**GIVEN EXERCISE**
Only the lines from the one containing "Place a point on every instance of the great-tailed" through the last line below should be written out, exactly and with both ends kept.

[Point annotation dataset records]
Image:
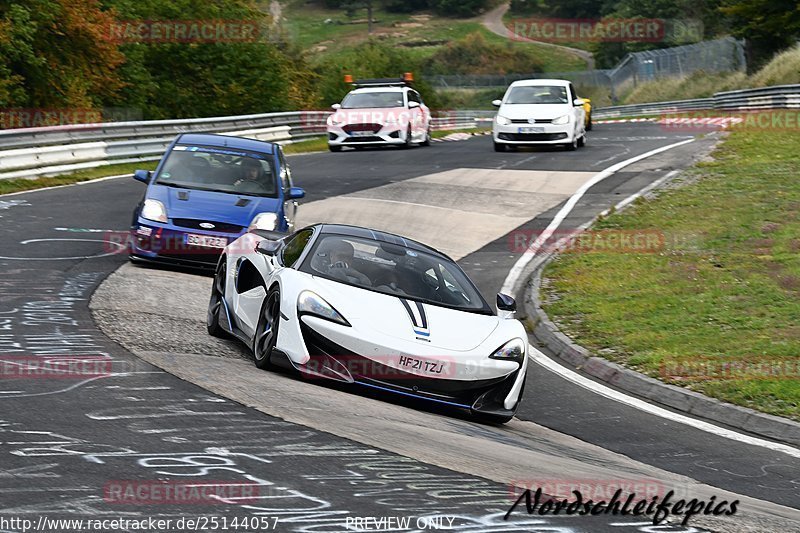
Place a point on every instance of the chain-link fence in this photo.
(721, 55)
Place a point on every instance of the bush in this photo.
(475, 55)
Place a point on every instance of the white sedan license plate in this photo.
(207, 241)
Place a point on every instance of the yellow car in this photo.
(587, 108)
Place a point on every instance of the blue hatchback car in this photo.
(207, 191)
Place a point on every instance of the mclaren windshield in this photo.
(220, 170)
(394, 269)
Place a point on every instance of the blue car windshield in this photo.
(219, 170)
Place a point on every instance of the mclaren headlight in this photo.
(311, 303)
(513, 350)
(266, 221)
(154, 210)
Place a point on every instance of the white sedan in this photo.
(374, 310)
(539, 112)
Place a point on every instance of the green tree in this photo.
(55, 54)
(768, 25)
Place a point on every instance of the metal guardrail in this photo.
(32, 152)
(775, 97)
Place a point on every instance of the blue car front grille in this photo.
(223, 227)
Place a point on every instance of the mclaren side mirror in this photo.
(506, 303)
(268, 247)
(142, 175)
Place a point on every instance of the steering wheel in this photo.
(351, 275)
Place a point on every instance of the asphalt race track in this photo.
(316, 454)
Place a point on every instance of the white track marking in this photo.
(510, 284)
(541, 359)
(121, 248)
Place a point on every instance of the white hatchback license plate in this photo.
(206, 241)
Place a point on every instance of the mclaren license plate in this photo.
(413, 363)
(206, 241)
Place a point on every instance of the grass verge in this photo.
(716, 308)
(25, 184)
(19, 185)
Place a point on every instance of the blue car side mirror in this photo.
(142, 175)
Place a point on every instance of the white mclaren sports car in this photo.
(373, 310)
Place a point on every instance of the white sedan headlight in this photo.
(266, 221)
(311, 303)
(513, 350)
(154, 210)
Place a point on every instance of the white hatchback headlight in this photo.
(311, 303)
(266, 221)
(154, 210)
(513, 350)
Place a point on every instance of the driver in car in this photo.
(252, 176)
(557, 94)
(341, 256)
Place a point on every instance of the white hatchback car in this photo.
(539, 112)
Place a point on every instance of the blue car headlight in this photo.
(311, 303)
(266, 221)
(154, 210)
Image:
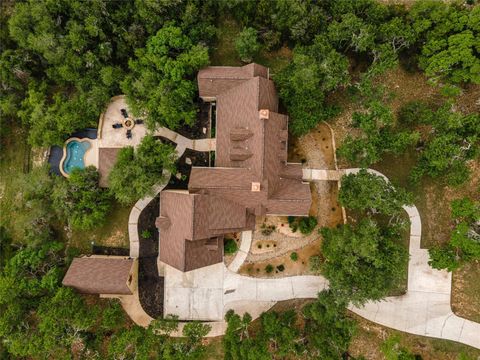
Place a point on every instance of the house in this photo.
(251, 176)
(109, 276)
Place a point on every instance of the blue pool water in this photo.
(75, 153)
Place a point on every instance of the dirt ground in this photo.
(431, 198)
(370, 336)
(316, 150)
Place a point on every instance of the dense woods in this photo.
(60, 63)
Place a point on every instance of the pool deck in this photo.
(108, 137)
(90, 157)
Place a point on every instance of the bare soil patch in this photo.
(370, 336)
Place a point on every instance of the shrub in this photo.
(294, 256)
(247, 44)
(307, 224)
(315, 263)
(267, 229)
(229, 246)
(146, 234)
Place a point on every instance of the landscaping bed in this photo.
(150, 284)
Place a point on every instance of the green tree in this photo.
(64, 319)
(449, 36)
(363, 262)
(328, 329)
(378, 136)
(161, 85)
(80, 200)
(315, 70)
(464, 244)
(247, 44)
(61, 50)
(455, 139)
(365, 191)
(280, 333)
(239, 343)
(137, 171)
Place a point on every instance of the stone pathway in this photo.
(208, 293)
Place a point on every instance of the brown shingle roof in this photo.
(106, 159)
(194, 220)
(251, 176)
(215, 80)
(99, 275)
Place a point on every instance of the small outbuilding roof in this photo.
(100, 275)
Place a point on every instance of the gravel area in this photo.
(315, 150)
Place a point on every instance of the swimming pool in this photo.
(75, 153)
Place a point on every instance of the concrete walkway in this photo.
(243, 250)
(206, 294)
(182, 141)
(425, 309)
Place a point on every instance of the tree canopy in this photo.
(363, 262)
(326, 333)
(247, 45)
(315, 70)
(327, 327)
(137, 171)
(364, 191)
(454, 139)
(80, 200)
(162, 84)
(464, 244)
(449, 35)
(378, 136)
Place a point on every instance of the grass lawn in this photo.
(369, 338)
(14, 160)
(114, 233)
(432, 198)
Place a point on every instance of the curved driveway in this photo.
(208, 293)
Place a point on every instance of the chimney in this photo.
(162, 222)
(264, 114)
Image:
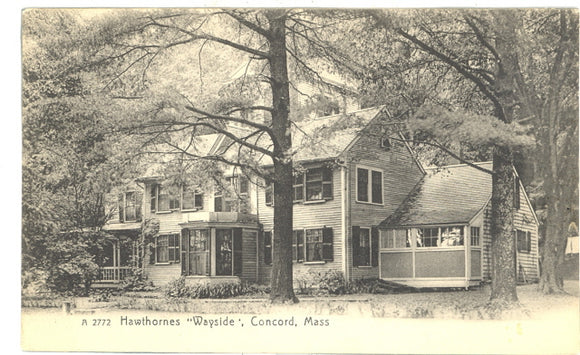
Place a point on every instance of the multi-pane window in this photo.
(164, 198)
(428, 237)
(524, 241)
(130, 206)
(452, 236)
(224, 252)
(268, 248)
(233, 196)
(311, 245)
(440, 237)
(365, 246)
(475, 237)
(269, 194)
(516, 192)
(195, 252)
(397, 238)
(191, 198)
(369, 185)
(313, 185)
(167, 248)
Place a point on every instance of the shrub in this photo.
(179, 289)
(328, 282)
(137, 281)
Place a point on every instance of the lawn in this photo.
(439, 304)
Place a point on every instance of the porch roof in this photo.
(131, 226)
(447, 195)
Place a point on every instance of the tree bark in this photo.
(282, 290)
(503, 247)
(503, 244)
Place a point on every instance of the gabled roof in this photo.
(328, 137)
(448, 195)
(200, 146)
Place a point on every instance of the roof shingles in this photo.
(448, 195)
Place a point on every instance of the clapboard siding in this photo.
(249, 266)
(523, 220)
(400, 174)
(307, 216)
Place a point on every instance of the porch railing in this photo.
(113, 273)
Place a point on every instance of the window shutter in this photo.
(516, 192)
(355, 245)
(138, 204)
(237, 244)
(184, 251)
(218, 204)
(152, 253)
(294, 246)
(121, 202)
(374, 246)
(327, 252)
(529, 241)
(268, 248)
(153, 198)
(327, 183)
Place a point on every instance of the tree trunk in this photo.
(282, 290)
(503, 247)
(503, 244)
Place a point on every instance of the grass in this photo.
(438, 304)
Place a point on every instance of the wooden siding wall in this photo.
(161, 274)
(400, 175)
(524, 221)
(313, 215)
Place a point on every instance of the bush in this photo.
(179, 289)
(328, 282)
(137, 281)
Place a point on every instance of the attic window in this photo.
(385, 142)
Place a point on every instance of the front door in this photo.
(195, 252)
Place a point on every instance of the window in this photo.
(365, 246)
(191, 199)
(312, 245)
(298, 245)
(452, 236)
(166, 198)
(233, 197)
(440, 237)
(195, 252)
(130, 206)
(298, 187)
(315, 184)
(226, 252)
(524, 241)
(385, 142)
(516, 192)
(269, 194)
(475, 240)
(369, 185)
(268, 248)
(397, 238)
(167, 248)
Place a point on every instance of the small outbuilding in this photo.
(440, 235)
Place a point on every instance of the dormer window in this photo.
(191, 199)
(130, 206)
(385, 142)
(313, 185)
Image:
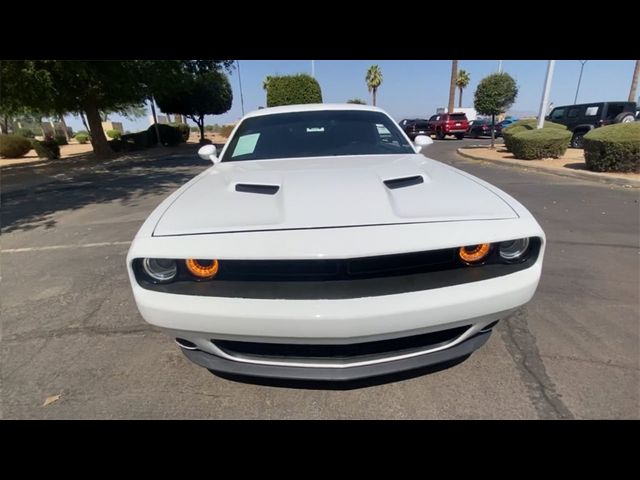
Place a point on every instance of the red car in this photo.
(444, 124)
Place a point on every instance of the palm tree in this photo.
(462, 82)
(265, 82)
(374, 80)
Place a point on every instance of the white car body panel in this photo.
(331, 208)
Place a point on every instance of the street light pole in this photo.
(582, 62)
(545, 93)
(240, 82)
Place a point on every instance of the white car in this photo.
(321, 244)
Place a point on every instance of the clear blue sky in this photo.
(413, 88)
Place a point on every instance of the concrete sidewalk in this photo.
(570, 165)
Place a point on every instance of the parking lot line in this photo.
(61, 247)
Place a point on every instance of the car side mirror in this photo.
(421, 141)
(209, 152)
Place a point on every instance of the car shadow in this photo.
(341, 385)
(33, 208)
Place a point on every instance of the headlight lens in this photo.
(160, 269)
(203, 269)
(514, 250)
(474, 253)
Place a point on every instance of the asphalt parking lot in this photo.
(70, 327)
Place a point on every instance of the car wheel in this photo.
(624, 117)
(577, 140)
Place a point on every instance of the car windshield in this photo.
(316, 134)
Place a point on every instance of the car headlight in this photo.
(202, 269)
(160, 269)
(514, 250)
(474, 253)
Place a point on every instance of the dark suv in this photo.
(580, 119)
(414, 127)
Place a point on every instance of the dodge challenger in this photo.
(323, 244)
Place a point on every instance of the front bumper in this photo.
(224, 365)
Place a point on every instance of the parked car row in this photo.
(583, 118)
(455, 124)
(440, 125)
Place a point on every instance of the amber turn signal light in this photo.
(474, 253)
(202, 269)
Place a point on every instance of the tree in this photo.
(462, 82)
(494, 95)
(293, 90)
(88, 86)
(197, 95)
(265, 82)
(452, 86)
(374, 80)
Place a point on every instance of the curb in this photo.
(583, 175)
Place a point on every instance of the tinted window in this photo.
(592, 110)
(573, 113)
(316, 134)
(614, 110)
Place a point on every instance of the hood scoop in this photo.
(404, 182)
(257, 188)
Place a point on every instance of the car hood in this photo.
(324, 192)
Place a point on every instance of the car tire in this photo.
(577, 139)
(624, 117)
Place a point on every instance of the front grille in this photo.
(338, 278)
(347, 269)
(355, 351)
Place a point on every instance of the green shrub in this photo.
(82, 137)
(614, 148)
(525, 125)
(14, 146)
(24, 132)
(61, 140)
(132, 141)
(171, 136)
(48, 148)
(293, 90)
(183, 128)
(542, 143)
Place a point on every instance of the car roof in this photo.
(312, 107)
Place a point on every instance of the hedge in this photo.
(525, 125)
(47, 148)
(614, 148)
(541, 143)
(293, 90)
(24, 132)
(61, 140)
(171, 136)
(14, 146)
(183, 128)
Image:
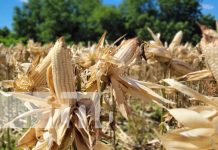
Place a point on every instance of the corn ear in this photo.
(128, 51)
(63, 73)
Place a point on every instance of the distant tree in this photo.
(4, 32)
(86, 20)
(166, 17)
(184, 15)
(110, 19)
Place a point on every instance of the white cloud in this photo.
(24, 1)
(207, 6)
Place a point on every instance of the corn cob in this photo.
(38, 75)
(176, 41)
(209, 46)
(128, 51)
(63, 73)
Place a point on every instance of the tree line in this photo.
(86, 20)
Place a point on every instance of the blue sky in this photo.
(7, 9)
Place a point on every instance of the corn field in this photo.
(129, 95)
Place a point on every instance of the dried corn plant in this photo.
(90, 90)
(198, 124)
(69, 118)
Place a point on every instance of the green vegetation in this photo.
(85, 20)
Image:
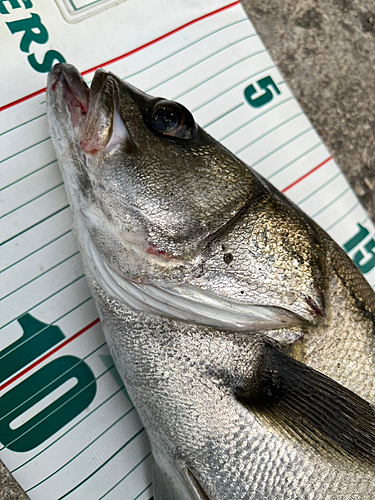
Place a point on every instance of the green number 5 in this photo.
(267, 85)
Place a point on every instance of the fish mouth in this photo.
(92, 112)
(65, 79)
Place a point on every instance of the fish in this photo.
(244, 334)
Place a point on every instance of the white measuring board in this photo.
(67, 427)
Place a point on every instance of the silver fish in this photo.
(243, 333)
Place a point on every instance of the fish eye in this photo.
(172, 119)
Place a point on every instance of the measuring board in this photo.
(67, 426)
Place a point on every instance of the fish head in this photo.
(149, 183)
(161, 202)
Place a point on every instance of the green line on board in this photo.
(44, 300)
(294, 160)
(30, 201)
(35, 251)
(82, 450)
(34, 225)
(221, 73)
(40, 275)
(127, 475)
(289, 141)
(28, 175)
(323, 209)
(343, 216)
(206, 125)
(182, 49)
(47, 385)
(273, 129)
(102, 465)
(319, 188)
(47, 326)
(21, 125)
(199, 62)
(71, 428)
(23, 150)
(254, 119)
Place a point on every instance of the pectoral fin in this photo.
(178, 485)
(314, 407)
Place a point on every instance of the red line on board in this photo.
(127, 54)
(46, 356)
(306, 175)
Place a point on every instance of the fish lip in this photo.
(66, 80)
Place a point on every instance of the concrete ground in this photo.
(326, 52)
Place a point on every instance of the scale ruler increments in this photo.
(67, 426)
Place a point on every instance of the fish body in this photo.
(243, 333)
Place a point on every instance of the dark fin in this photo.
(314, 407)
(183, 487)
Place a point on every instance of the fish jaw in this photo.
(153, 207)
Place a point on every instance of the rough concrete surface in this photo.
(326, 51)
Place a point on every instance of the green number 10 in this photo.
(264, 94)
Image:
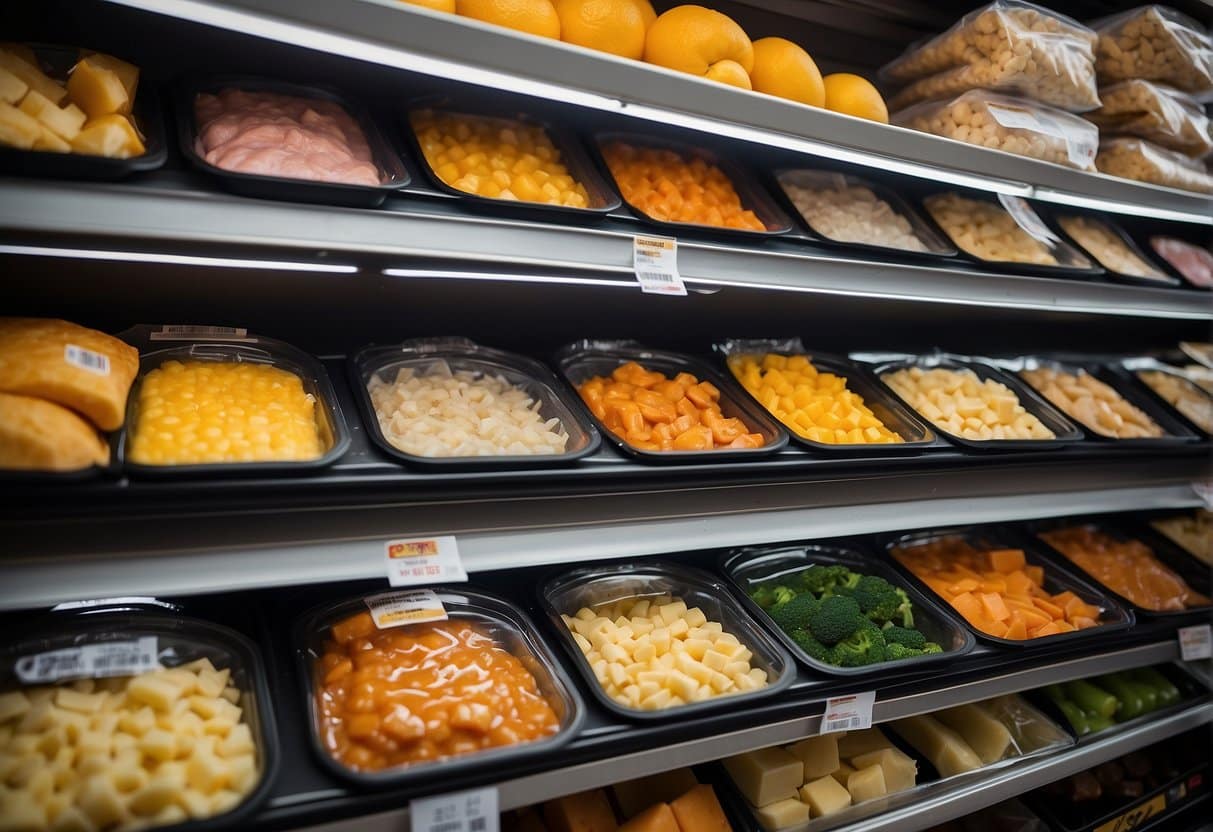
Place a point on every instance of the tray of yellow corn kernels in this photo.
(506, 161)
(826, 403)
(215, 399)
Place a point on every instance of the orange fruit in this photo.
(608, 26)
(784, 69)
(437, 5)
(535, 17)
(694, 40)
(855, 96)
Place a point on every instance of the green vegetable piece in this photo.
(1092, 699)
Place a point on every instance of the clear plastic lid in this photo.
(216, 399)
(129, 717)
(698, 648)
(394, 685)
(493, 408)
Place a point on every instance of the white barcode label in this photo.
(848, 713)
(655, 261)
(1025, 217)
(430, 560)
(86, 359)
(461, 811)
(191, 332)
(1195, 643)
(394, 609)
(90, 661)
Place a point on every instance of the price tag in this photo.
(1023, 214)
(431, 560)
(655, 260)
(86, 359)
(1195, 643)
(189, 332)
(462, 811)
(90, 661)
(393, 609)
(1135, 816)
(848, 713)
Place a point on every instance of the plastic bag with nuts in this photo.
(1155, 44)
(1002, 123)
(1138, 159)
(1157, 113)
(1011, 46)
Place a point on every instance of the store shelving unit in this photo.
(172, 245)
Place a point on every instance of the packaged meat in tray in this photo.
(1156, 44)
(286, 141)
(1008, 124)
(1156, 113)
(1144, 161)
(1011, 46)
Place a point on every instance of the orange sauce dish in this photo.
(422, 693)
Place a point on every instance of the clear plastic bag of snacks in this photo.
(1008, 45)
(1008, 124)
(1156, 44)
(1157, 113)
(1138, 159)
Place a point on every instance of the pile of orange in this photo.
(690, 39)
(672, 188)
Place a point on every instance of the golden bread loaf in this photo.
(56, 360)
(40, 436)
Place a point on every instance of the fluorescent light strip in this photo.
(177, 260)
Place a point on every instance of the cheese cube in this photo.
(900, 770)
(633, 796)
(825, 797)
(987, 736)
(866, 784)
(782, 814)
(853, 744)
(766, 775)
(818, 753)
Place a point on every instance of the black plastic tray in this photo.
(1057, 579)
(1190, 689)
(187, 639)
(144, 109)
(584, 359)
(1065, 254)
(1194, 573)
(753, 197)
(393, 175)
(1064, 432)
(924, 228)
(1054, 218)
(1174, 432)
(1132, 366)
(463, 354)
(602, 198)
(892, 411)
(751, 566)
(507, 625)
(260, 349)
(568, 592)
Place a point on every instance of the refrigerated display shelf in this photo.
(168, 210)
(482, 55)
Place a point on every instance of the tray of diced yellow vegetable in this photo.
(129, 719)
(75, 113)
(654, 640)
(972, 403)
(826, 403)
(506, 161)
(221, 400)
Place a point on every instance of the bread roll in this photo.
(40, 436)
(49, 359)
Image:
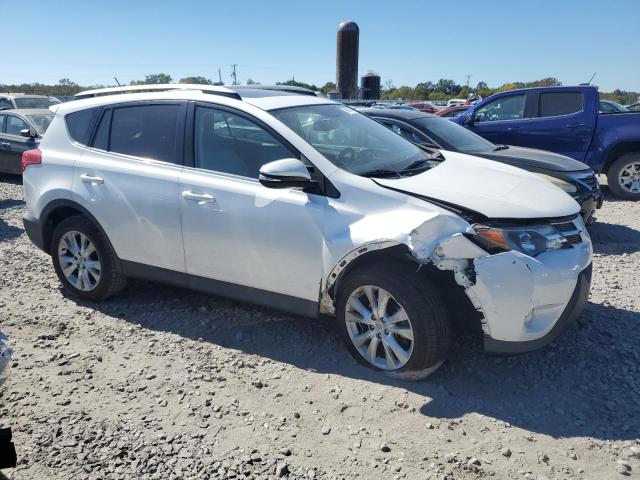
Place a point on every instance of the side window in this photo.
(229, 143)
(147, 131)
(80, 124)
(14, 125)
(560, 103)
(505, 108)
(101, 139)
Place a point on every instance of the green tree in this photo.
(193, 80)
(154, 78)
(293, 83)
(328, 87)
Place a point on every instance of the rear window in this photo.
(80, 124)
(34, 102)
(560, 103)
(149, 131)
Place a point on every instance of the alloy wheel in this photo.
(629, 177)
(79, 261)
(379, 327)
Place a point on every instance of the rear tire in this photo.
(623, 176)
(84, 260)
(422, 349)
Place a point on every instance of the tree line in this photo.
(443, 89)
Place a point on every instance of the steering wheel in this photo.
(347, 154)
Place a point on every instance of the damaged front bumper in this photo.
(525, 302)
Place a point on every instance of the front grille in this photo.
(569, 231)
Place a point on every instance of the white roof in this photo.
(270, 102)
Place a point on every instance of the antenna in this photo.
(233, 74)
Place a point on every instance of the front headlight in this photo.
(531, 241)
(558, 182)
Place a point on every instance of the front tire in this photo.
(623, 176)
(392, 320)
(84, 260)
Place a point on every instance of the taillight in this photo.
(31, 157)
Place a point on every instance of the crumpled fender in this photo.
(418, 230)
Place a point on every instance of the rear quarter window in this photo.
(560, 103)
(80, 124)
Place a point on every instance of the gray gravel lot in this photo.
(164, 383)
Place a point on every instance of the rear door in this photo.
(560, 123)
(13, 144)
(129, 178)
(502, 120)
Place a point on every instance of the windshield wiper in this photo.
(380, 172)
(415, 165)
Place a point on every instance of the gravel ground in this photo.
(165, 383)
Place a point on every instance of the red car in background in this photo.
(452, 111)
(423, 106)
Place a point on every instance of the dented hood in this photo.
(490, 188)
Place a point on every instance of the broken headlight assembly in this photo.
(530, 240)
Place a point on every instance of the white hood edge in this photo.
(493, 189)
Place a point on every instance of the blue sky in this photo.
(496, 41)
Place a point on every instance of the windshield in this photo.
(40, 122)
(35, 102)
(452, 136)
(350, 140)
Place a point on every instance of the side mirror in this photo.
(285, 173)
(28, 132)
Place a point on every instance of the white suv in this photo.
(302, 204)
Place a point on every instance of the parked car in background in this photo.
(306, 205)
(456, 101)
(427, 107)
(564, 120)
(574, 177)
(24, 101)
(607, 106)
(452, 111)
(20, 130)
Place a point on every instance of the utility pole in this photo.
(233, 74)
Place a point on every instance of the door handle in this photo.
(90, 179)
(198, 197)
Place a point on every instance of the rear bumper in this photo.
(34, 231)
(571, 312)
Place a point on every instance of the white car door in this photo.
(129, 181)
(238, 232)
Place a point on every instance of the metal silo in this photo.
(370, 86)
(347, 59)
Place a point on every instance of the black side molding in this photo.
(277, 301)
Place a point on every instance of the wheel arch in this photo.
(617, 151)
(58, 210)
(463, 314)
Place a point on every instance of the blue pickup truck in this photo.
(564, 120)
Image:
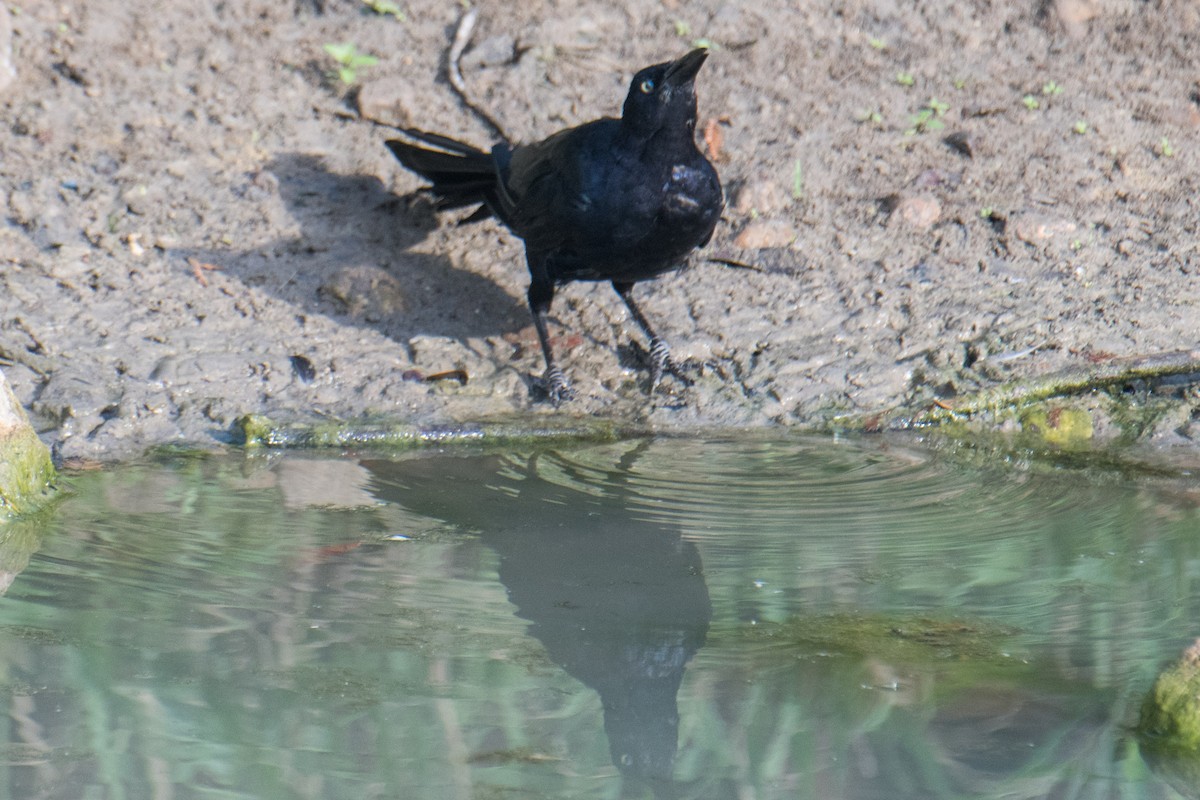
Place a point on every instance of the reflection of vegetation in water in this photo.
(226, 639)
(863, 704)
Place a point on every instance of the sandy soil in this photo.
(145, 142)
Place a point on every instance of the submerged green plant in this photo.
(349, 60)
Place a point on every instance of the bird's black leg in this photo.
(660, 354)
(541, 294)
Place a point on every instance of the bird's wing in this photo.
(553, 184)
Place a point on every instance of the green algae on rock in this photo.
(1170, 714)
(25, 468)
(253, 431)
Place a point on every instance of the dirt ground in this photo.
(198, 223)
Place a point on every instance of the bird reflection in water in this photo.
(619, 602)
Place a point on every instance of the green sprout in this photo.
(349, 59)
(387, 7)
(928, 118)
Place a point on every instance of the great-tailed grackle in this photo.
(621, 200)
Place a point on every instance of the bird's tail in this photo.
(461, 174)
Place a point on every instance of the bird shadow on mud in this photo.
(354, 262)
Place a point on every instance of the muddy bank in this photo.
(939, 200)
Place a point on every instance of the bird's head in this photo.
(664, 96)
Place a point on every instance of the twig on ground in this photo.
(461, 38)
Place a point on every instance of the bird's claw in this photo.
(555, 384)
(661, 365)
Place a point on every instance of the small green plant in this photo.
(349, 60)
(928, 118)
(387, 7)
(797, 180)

**RESULT FOR THIS TASK**
Place a point on every instance of the great-tailed grackle in this photo.
(621, 200)
Place a point on every instance of the bird's tail in this photo.
(461, 174)
Place a point on every instance of the bird shadow on mud in this photo.
(354, 262)
Place a point on every instance of the muddy bank in this photo.
(939, 200)
Place a point on every instance of the bird's head in this photo.
(664, 96)
Place a point on every instance of the twig on ground in this photo.
(461, 38)
Place a point on every instance of the bird's claw in this photo.
(555, 384)
(661, 365)
Place a point on every instance of the small green plant in this photo.
(349, 60)
(928, 118)
(387, 7)
(797, 180)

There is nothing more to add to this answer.